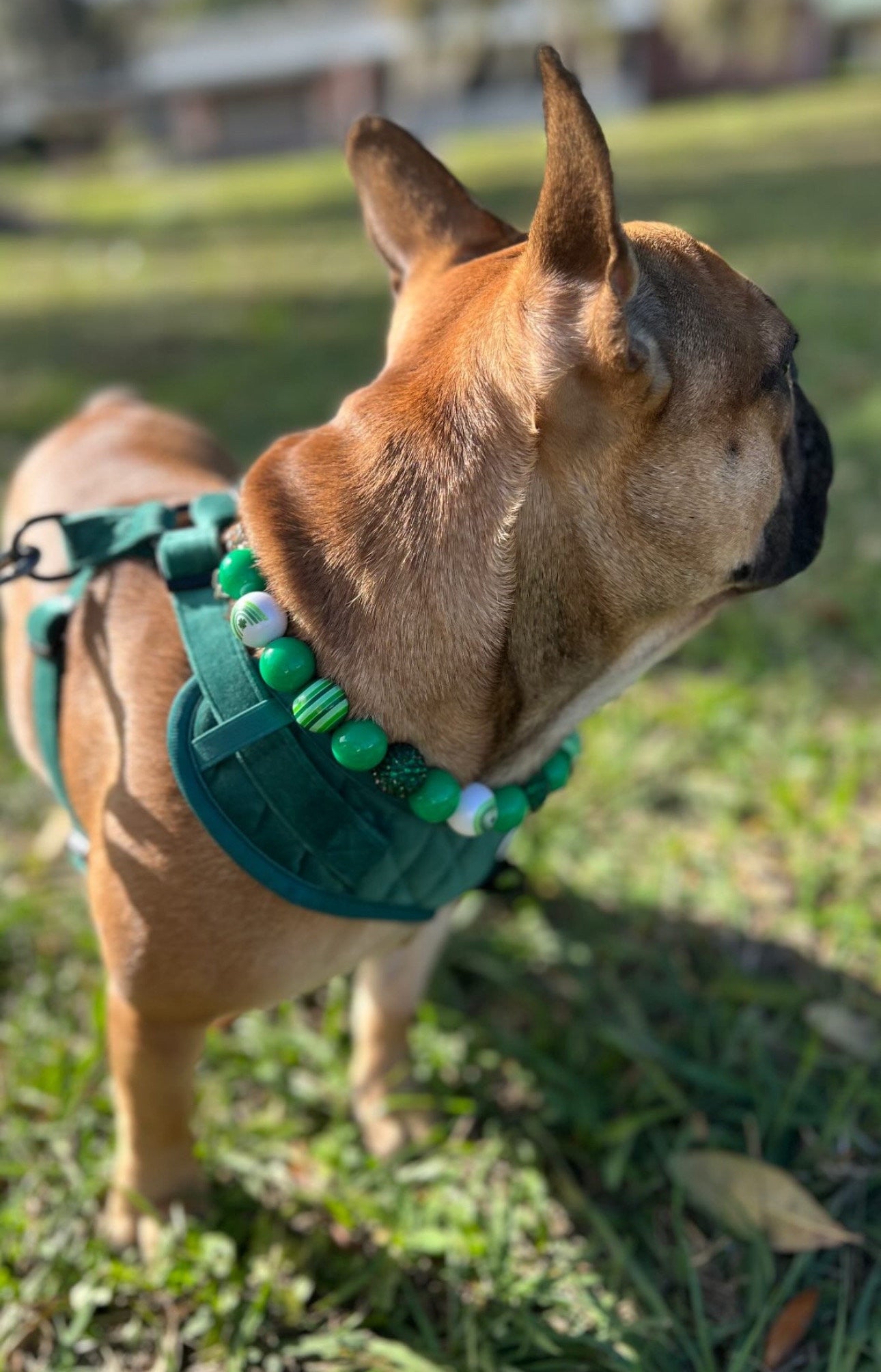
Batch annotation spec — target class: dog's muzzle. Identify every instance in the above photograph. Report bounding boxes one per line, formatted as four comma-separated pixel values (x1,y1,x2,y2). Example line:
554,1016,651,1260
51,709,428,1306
737,381,833,590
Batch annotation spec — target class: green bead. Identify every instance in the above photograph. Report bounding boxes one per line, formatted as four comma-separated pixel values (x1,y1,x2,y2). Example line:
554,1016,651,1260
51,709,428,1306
523,773,549,810
542,747,572,791
260,638,316,691
409,767,462,825
492,786,530,834
331,719,389,771
216,547,266,599
374,743,428,800
291,676,348,734
560,734,582,761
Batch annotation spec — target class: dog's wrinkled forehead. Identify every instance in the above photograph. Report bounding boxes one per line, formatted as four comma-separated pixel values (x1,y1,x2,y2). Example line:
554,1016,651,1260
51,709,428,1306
626,222,796,406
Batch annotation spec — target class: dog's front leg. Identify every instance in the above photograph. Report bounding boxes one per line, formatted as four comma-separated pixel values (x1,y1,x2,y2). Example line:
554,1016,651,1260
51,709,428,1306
350,904,456,1158
103,988,206,1254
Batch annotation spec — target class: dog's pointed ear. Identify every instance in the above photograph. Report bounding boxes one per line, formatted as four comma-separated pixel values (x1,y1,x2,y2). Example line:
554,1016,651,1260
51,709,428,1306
346,115,523,288
526,46,646,370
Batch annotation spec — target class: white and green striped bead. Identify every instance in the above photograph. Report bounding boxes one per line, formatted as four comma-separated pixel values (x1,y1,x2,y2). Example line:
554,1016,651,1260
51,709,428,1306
229,591,288,648
291,676,348,734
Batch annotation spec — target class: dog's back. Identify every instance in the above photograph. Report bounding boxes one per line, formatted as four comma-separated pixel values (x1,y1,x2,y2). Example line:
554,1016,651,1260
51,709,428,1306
3,388,235,780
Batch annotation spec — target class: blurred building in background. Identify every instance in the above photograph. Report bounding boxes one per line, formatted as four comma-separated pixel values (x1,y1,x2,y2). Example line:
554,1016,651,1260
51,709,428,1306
0,0,881,159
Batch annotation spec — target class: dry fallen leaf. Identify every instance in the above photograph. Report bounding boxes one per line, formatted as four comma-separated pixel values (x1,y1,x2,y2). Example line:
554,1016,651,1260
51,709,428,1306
761,1287,817,1372
667,1149,863,1252
804,1000,881,1062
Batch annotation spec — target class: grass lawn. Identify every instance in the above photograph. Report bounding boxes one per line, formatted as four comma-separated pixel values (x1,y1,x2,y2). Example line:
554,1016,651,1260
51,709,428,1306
0,82,881,1372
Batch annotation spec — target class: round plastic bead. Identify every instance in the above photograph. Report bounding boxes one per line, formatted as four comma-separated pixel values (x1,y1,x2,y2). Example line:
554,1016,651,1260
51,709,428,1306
542,747,572,791
258,638,316,690
291,676,348,734
409,767,462,825
216,547,266,599
229,591,288,648
492,786,530,834
447,781,497,838
374,743,428,800
560,734,582,761
331,719,389,771
523,773,549,810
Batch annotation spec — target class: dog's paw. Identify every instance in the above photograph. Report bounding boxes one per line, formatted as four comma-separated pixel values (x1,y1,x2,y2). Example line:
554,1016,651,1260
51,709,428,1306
354,1095,436,1158
98,1184,207,1262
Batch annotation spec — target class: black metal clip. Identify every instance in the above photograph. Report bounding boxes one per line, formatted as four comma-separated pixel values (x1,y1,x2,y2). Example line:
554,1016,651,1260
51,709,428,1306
0,514,71,586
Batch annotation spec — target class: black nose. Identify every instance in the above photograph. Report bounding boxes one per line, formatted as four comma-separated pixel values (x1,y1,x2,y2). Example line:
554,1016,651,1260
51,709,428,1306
737,381,833,590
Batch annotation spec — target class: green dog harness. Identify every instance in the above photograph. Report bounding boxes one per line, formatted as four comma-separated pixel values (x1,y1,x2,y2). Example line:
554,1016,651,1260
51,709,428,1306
27,494,499,922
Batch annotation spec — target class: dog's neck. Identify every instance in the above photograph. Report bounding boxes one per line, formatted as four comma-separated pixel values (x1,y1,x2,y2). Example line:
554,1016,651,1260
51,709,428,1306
242,263,631,782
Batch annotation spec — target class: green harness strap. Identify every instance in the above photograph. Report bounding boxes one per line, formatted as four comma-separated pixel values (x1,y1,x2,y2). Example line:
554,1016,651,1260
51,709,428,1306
29,494,499,922
27,499,192,867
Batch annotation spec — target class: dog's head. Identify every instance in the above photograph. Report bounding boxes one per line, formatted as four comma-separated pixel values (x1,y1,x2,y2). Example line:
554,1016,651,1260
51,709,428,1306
246,48,832,778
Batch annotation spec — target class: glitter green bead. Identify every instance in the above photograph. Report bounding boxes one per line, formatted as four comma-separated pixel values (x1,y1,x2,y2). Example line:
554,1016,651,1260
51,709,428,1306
291,676,348,734
216,547,266,599
374,743,428,800
331,719,389,771
409,767,462,825
258,638,316,691
492,786,530,834
542,747,572,791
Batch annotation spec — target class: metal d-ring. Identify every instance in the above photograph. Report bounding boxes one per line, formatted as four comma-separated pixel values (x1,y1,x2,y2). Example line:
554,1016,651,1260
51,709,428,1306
0,514,71,586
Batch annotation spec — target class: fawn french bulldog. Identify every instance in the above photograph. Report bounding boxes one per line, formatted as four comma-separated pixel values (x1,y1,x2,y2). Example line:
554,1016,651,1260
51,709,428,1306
4,48,832,1241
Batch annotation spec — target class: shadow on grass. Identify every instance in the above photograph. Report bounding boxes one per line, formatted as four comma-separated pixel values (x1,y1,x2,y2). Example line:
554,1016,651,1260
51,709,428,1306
152,897,881,1372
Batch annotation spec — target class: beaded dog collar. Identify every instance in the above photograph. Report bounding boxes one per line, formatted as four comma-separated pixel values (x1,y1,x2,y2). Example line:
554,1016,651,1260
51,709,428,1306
216,547,581,837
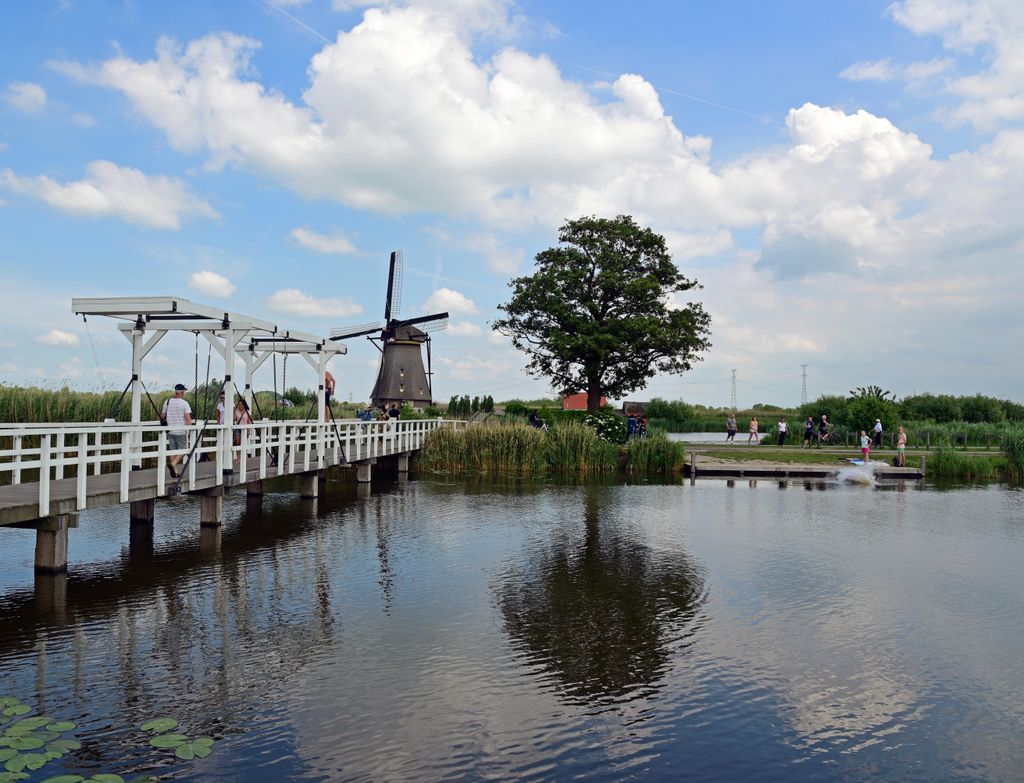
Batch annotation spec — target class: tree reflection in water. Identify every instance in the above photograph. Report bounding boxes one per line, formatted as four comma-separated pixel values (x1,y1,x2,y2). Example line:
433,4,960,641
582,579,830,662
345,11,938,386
497,487,706,703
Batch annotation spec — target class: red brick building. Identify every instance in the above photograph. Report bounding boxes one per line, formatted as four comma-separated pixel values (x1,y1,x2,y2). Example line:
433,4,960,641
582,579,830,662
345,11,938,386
562,394,608,410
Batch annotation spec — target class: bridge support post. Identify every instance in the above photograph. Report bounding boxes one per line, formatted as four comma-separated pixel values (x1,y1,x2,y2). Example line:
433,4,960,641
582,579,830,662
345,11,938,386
36,514,68,573
129,498,157,525
355,461,372,484
199,486,224,527
299,471,319,501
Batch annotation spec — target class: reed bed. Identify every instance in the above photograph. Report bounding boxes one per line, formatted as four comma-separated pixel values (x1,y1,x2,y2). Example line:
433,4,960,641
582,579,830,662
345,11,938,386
928,445,1008,481
417,422,684,476
626,433,686,476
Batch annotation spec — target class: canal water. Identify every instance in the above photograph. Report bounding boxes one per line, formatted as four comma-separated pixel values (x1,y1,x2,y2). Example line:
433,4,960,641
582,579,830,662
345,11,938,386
0,477,1024,782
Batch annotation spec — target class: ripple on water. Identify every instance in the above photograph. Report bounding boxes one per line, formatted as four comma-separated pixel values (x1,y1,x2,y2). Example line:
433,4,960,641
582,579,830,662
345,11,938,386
0,480,1024,781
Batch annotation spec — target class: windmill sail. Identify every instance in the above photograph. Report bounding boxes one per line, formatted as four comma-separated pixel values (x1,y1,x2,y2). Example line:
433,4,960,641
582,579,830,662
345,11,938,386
384,250,406,322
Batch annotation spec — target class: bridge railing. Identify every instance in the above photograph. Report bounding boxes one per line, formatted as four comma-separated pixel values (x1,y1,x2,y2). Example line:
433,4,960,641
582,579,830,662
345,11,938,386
0,419,465,517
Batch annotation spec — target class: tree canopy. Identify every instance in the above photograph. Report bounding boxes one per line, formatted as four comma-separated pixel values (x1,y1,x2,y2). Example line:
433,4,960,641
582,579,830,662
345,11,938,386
492,215,711,412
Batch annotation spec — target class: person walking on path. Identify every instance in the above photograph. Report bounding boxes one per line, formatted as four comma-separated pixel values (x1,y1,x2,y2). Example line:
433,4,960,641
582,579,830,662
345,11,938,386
163,384,191,478
215,389,227,424
324,369,335,422
818,414,829,448
801,416,814,448
232,397,253,462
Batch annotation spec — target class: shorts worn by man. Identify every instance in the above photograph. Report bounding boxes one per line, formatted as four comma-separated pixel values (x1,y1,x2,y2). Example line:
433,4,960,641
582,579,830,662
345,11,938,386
164,384,191,476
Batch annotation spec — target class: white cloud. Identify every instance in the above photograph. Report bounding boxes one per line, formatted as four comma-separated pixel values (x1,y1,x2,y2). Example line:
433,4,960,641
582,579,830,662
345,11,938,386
290,228,355,255
445,320,482,337
423,289,480,315
36,329,79,345
890,0,1024,129
188,269,234,299
4,82,46,113
840,57,953,82
266,289,362,318
0,161,218,228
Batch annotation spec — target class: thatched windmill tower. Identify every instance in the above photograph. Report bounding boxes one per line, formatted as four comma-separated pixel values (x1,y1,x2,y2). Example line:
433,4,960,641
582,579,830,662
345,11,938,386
331,251,447,410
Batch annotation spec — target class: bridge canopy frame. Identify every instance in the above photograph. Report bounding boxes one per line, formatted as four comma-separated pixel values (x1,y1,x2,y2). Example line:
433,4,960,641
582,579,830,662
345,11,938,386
72,296,348,460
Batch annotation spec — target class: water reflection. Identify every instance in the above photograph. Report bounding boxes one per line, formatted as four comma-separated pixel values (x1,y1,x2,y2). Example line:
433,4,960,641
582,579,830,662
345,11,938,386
497,487,703,703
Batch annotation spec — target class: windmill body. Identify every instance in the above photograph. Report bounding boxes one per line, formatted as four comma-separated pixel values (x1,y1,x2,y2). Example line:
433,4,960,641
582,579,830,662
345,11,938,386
331,253,449,410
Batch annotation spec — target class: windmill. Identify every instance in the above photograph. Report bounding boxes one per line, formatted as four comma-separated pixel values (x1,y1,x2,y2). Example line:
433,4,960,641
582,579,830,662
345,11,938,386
331,251,447,409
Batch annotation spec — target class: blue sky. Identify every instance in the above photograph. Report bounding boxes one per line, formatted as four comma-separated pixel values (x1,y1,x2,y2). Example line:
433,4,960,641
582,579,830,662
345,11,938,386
0,0,1024,405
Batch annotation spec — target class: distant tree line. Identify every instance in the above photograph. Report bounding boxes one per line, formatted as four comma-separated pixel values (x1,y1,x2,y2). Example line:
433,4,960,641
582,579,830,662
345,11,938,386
447,394,495,417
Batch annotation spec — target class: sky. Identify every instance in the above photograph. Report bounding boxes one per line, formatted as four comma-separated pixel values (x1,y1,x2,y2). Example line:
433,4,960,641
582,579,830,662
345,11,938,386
0,0,1024,406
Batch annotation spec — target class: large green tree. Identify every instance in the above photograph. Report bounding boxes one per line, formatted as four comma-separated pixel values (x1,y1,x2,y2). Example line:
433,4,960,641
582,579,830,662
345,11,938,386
492,215,711,412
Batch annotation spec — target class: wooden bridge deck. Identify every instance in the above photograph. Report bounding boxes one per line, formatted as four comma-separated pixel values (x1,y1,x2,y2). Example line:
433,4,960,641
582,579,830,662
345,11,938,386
0,449,364,525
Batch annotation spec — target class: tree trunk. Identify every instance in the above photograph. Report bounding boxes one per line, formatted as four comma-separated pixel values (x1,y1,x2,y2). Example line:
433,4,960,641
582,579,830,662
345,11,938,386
587,378,601,414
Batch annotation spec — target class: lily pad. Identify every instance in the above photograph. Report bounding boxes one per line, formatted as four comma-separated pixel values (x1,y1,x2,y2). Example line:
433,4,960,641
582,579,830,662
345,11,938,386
7,735,46,750
25,753,50,770
3,753,29,772
150,734,188,748
141,717,178,734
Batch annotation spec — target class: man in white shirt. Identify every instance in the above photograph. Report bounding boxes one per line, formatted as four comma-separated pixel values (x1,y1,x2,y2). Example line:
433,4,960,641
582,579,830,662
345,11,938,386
164,384,191,477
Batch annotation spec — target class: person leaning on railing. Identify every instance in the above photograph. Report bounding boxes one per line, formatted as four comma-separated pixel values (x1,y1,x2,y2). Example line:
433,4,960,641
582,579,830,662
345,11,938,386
161,384,193,478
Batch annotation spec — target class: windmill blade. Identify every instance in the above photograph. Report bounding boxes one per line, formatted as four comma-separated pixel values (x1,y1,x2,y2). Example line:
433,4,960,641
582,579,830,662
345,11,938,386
388,312,447,332
331,321,381,340
384,250,406,323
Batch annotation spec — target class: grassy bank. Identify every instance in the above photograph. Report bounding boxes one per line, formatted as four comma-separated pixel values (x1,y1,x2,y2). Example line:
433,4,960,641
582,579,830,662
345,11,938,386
417,423,684,476
0,384,368,424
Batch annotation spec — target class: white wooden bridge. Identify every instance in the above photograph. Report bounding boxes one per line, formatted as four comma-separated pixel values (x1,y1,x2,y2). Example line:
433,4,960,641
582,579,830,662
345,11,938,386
0,297,462,571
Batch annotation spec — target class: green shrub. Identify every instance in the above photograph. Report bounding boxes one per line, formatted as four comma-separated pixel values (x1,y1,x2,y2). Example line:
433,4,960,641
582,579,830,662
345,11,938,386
626,434,686,476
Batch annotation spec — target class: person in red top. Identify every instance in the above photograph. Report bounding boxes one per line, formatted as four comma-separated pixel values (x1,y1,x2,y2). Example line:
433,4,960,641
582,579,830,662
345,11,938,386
324,369,335,421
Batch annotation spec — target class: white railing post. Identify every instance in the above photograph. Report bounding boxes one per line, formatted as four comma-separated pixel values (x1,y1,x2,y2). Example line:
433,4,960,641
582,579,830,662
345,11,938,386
39,433,50,517
259,426,270,481
187,430,196,492
274,424,286,476
213,427,225,484
302,424,313,472
53,430,63,479
10,435,22,484
121,430,132,503
157,428,167,495
239,424,249,472
92,428,103,476
75,430,89,511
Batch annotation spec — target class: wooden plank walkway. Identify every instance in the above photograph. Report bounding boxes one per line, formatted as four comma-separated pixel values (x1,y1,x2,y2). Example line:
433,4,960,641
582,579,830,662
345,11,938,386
0,449,368,526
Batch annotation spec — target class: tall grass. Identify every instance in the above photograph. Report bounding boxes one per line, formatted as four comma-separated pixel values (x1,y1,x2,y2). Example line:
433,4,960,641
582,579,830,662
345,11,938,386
0,384,366,424
928,445,1006,481
626,433,686,476
418,422,684,476
546,424,618,473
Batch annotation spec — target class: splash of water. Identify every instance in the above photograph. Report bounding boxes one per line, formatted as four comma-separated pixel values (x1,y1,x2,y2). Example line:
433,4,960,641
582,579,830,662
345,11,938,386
836,462,874,485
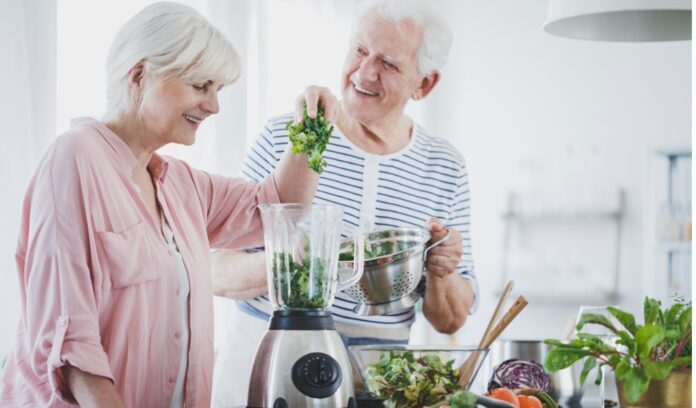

Exercise aim >>
Reproduce the listing between the lines holding "Batch annotation spec — target class: blurred" and "0,0,881,159", inclusive, swapping "building" for "structure" and leaving everything else unchanged.

Solution >>
Batch annotation spec — target class: blurred structure in background. Identify every instance in the above photograph. Report bounding boxes one per line, formatted as four comma-separated pixel values (x1,y1,x2,y2). Example line:
554,1016,651,1260
51,709,428,1306
0,0,881,159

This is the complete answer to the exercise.